### [DESCRIPTION OF THE TASK]
Continue the article on choosing prenatal vitamins, starting after its last sentence.

### [PAGE TEXT]
※ ※ ※

The Best Prenatal Vitamins
There are several types of prenatal vitamins (such as chewable, organic, prescription, and non-prescription), and the one that is best for one woman may not be the best choice for another woman. When choosing a prenatal vitamin, there are many factors to consider, such as cost, ingredients, and certain health needs. If you are having difficulty determining the best prenatal vitamin for you, your healthcare provider should be able to recommend one that fits your particular needs.
Many pregnant women wonder which prenatal vitamins are best. This is a difficult question to answer, as the prenatal vitamins that are best for one woman may not be the best for another woman. Additionally, it can be difficult to directly compare prenatal vitamins, even if they contain the exact same ingredients.
No, not all prenatal vitamins are the same. Over-the-counter prenatal vitamins typically have lower amounts of some vitamins (particularly folic acid). Some prenatal vitamins contain more iron than others (which is helpful for women who are anemic). Some contain a stool softener (usually docusate sodium), which helps relieve constipation, a common problem during pregnancy (which can be made worse by the iron and calcium in prenatal vitamins).

※ ※ ※

### [DATA TO EXAMINE]
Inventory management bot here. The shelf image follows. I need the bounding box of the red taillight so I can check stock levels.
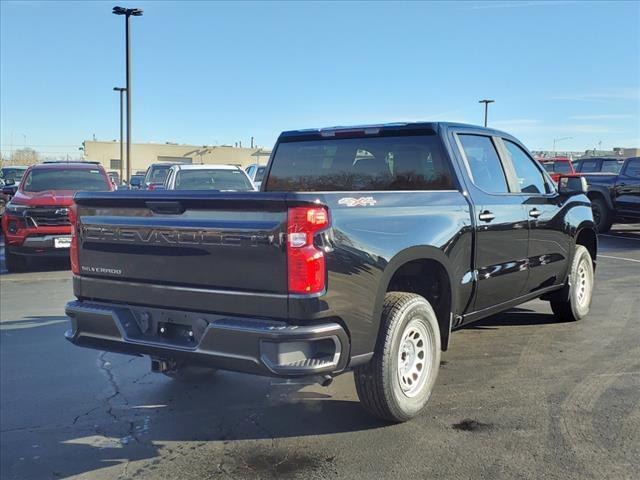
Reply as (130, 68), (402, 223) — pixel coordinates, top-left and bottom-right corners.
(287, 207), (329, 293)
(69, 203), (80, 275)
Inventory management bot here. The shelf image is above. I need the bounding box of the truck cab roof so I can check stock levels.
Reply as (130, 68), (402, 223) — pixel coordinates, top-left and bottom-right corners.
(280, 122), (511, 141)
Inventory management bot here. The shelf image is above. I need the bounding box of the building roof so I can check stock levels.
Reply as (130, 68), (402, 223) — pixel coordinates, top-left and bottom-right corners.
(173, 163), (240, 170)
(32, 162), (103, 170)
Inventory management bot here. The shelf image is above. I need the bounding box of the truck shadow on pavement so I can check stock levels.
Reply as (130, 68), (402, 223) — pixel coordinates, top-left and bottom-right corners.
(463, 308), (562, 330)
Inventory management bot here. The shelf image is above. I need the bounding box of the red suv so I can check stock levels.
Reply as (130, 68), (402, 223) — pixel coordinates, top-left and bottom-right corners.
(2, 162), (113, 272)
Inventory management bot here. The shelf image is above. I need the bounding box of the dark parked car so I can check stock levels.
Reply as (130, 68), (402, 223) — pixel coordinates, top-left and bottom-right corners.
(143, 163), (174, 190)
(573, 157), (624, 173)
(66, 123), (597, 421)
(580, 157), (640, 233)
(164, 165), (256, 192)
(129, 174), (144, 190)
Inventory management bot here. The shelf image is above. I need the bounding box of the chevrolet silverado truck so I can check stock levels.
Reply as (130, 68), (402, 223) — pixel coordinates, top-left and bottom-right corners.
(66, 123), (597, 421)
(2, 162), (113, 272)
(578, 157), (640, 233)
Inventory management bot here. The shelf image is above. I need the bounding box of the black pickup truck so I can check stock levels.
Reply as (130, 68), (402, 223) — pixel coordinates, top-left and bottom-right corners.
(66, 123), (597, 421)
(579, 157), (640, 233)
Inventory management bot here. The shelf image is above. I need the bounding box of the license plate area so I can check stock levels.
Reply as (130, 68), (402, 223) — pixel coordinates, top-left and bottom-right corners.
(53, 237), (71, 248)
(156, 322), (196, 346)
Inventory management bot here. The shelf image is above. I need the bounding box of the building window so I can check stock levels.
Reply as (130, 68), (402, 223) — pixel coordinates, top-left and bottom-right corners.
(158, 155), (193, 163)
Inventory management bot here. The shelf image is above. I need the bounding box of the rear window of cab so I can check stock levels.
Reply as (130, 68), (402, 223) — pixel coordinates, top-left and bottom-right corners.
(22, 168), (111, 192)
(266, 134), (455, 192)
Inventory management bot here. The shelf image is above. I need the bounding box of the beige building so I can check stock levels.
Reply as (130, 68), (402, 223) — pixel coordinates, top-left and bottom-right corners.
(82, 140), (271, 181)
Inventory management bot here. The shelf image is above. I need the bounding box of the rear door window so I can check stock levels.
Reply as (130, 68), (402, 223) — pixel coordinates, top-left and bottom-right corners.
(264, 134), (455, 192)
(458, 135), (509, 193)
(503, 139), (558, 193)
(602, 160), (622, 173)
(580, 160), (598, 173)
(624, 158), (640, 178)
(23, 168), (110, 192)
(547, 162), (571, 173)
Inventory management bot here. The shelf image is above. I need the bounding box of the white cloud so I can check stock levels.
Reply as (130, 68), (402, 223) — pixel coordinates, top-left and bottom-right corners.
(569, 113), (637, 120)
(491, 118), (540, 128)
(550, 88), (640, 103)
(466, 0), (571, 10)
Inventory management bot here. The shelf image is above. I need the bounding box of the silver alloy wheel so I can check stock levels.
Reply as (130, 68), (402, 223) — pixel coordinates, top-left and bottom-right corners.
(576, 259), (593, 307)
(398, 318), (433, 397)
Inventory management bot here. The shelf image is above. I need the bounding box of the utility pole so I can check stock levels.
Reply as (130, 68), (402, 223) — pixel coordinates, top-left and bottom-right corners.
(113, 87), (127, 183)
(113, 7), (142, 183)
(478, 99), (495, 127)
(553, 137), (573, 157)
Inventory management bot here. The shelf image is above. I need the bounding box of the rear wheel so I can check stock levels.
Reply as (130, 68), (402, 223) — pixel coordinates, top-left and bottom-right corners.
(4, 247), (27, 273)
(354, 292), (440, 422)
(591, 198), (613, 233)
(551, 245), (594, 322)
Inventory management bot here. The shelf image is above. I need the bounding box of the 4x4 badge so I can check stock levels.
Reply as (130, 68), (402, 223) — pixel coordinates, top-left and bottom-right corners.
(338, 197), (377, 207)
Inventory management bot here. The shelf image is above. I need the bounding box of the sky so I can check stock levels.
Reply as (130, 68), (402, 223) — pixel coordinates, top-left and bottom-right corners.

※ ※ ※

### [REPLY TO THE TASK]
The latest trend is to include docosahexaenoic acid (DHA) in prenatal vitamins. DHA is an omega-3 fatty acid that appears to be important for brain, eye, and heart health. The typical American diet is usually deficient in DHA (because DHA is mostly found in fish). Also, because fish is the primary source of DHA and because pregnant women are often instructed to limit their intake of certain types of fish (to avoid the potential risks of mercury toxicity), many pregnant women may be deficient in DHA. In most formulations, the DHA is included in a soft-gel capsule that is separate from the prenatal vitamin (which means that two pills are necessary each day, instead of one).
Some prenatal vitamins are formulated with special coatings or with specific vitamins that may help with morning sickness. Some are chewable, liquid, organic, or even kosher.
Importantly, there are wide variations in the cost of prenatal vitamins. If your healthcare provider has prescribed one that is too expensive, please ask to switch to a different prenatal vitamin. Many prenatal vitamins are very inexpensive, and there is no reason to not take a prenatal vitamin due to cost.
Most healthcare providers have developed preferences towards specific prenatal vitamins, based on years of experience. Your healthcare provider can help you choose amongst the many different prenatal vitamins that are available.